* **Problem**:
Every record should be written out exactly, please.

* **Records for this task**:
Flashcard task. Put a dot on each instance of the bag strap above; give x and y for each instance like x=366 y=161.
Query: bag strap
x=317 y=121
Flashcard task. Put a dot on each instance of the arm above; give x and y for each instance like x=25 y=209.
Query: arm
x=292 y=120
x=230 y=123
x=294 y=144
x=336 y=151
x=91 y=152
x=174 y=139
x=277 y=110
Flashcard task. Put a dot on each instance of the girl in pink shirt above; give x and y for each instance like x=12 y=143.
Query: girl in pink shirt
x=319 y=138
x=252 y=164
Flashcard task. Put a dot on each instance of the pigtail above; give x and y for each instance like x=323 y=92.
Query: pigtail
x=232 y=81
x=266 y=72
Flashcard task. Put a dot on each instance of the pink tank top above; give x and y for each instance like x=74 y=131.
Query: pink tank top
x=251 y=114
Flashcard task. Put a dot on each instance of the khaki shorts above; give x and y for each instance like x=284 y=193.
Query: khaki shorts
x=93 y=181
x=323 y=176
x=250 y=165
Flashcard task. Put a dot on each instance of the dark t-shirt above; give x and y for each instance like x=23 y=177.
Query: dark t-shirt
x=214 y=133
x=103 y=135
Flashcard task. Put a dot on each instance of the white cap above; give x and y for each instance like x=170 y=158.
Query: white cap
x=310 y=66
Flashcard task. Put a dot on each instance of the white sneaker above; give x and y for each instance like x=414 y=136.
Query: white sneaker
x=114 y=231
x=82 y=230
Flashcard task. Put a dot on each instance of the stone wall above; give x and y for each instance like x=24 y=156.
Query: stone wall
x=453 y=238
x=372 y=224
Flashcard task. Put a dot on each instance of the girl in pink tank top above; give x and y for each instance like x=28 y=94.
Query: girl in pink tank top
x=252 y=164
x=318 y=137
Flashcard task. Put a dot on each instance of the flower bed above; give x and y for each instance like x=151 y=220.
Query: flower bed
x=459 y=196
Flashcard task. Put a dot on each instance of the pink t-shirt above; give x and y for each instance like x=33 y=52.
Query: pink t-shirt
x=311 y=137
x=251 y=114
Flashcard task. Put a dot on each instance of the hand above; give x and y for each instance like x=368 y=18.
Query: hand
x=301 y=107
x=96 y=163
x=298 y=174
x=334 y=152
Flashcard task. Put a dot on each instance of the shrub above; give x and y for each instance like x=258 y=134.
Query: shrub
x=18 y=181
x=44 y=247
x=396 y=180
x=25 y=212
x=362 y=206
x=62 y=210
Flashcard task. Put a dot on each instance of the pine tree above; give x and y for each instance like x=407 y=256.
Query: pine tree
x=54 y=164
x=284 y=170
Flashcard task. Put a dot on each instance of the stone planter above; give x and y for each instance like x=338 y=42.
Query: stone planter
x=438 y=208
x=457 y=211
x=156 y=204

* **Reply to the exercise**:
Flashcard task. Put a dot on each instance of the bag strap above; give x and y for each instance like x=366 y=161.
Query: bag strap
x=317 y=121
Flashcard task. Put a dot on each instance of the arm above; give x and y for each instance like x=25 y=209.
Query: arm
x=292 y=120
x=230 y=123
x=294 y=144
x=336 y=151
x=91 y=152
x=174 y=139
x=277 y=110
Flashcard task. Put a dot on each instance of the girl in pink shirt above; give x and y for each instance like x=12 y=143.
Query: girl in pink shirt
x=319 y=138
x=252 y=164
Flashcard task. Put a dot on each instance of the pigtail above; give x and y for each instance like x=323 y=92.
Query: pigtail
x=232 y=81
x=266 y=72
Flashcard task. Put a dot on each instance of the pink tank top above; give x and y for each instance like x=74 y=131.
Query: pink tank top
x=251 y=114
Flashcard task. Put a dot on each instance of the khaki shorts above; give x and y for each instance like x=284 y=193.
Query: khaki shorts
x=93 y=181
x=323 y=176
x=250 y=165
Flashcard task. Put a dot on each instance of the dark t-shirt above; give x and y for each instance like x=23 y=177.
Query: dark t-shirt
x=214 y=133
x=103 y=135
Flashcard task. Put a dot on each instance of the white cap above; give x and y for each instance like x=170 y=158.
Query: white cap
x=310 y=66
Flashcard task. Put a dot on each instance of the white sneaker above; give x and y for each instance like x=414 y=136.
Query: white sneaker
x=114 y=231
x=82 y=230
Flashcard task. Put a dot on each instance of the stone wall above; give x and y for each instance like x=24 y=156.
Query: stone wall
x=453 y=238
x=372 y=224
Flashcard task. Put a dot on each instance of the girl in pink tank top above; give x and y for each instance like x=28 y=94.
Query: girl in pink tank top
x=252 y=164
x=318 y=137
Flashcard task. Put a dot on each instance of the flower bed above; give x and y for each instance like x=151 y=220.
Query: flower bed
x=459 y=196
Flashcard task. Put a dot on each instance of the pink t-shirt above; give x and y for each instance like x=33 y=52.
Query: pink t-shirt
x=311 y=137
x=251 y=114
Flashcard task. Put a dot on each instance of the hand above; give x and y for each instance like x=368 y=18.
Query: hand
x=301 y=107
x=96 y=163
x=298 y=174
x=334 y=152
Flashcard task. Put a dot on each instance of the shrub above; give x and y for each instance like x=258 y=134.
Query: shrub
x=18 y=181
x=44 y=247
x=396 y=180
x=25 y=212
x=362 y=206
x=62 y=210
Flashcard task. Put a dot on each instance of the pine tree above; give x and y for each instance like x=407 y=256.
Query: pine tree
x=54 y=164
x=284 y=170
Flashcard task. Put a dot on each instance of the stone planter above; give x and y for each instance like x=338 y=42.
Query: stone planter
x=438 y=208
x=457 y=211
x=156 y=204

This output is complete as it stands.